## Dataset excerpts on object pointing
┌──

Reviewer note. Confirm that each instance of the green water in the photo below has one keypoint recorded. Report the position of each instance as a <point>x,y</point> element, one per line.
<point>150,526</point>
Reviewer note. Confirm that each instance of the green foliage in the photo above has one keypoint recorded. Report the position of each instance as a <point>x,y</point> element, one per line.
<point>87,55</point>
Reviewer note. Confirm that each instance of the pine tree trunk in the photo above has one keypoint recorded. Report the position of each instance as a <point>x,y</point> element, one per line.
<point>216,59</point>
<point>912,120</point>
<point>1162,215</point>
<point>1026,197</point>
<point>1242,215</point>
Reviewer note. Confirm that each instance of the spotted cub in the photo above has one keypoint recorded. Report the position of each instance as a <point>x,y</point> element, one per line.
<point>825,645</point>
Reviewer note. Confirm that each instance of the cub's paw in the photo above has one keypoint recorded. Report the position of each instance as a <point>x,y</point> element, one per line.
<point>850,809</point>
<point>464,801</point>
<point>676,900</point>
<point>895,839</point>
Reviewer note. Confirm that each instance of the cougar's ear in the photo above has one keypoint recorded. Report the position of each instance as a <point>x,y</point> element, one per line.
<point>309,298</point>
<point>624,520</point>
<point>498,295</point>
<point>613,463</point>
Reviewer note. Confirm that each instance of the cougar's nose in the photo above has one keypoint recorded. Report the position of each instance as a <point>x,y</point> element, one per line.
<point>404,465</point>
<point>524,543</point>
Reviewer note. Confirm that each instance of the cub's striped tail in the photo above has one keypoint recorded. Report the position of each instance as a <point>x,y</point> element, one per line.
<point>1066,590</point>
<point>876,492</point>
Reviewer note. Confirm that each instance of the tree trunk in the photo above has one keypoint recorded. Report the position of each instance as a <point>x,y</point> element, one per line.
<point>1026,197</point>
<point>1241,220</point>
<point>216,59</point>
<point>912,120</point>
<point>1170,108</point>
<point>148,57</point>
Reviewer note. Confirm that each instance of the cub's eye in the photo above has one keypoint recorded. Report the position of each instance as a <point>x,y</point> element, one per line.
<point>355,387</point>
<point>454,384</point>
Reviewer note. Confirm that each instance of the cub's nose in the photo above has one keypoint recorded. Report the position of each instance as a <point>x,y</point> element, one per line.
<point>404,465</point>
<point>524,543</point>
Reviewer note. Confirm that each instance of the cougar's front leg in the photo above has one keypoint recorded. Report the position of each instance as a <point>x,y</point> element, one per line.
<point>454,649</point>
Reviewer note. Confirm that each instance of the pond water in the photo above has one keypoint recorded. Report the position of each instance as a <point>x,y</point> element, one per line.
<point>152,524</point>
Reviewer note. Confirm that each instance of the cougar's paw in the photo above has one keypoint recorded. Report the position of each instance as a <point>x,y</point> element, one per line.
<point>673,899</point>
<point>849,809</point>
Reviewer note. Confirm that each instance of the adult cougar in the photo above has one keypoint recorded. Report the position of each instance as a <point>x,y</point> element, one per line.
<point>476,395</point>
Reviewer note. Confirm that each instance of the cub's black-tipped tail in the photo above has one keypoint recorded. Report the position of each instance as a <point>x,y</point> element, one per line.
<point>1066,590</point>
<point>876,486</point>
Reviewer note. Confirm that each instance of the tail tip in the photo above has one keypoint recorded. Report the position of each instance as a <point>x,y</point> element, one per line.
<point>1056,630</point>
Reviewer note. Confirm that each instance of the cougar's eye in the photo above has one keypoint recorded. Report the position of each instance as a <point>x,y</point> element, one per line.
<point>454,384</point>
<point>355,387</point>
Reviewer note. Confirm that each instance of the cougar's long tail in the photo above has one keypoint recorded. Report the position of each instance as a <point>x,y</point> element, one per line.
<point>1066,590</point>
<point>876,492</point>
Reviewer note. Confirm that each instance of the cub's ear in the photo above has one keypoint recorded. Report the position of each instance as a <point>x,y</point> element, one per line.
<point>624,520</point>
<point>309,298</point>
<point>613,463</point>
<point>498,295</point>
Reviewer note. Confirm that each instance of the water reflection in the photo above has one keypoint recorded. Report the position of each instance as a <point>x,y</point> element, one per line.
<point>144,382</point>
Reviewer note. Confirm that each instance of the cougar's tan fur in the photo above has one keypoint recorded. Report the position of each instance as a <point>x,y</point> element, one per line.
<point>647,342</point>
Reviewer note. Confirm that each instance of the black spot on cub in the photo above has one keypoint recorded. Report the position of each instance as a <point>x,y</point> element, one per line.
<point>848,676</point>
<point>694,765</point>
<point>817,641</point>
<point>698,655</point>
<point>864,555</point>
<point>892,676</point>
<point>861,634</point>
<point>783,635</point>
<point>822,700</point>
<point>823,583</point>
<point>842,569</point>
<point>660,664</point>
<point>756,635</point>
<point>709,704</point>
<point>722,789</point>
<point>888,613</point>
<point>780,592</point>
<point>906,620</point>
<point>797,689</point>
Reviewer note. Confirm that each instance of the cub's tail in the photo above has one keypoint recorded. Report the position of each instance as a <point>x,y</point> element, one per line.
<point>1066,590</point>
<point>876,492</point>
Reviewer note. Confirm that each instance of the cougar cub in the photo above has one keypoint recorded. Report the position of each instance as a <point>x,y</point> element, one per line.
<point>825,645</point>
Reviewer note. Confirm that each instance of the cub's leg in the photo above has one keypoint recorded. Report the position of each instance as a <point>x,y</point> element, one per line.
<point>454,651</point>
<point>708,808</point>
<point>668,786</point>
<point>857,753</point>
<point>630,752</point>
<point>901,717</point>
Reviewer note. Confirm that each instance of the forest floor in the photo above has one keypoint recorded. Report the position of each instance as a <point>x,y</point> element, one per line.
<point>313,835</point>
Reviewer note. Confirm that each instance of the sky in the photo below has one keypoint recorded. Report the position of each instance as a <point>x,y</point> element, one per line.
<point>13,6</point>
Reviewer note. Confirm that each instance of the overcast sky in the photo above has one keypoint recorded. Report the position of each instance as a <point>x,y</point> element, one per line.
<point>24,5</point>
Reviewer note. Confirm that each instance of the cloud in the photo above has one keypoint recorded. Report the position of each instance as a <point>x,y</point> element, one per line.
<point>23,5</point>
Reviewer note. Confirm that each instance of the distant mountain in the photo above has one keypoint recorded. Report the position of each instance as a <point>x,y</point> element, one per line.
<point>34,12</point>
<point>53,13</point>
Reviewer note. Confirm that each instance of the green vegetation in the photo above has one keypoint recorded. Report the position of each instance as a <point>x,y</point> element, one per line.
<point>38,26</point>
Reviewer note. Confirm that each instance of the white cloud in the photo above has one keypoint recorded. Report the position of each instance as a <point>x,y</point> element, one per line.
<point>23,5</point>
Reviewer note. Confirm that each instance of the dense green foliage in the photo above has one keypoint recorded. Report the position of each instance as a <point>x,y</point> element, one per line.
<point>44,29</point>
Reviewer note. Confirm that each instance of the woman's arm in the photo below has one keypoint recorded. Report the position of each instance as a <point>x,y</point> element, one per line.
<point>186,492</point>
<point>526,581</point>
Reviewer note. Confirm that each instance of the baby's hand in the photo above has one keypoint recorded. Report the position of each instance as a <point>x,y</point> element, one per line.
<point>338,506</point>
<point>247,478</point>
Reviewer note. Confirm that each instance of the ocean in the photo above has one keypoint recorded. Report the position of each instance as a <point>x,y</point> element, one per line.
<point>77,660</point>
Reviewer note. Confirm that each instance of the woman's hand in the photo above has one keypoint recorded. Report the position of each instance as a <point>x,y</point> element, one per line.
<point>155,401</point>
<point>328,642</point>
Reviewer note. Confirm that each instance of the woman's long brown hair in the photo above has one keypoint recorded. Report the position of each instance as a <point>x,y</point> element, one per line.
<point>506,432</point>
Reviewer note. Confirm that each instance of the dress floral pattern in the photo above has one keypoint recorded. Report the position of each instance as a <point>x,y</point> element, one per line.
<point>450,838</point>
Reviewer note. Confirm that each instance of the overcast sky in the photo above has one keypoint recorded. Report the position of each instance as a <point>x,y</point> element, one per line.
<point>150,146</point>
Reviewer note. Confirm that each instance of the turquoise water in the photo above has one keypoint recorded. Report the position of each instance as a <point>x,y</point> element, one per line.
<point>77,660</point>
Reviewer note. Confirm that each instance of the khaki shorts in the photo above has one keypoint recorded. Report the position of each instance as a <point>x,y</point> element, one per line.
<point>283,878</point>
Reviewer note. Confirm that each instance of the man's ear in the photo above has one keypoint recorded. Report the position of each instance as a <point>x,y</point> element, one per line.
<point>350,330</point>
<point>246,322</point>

└──

## Stated exercise
Copy out the lines of the records from the one containing "Reviewer note. Confirm that each instance of the dress" through the one containing "<point>450,838</point>", both of those lines included.

## Solution to this problem
Reviewer note. Confirm that each instance of the dress floral pattern in the photo above has one keypoint recorded. Report the position of each instance as a <point>x,y</point> element, one per line.
<point>450,838</point>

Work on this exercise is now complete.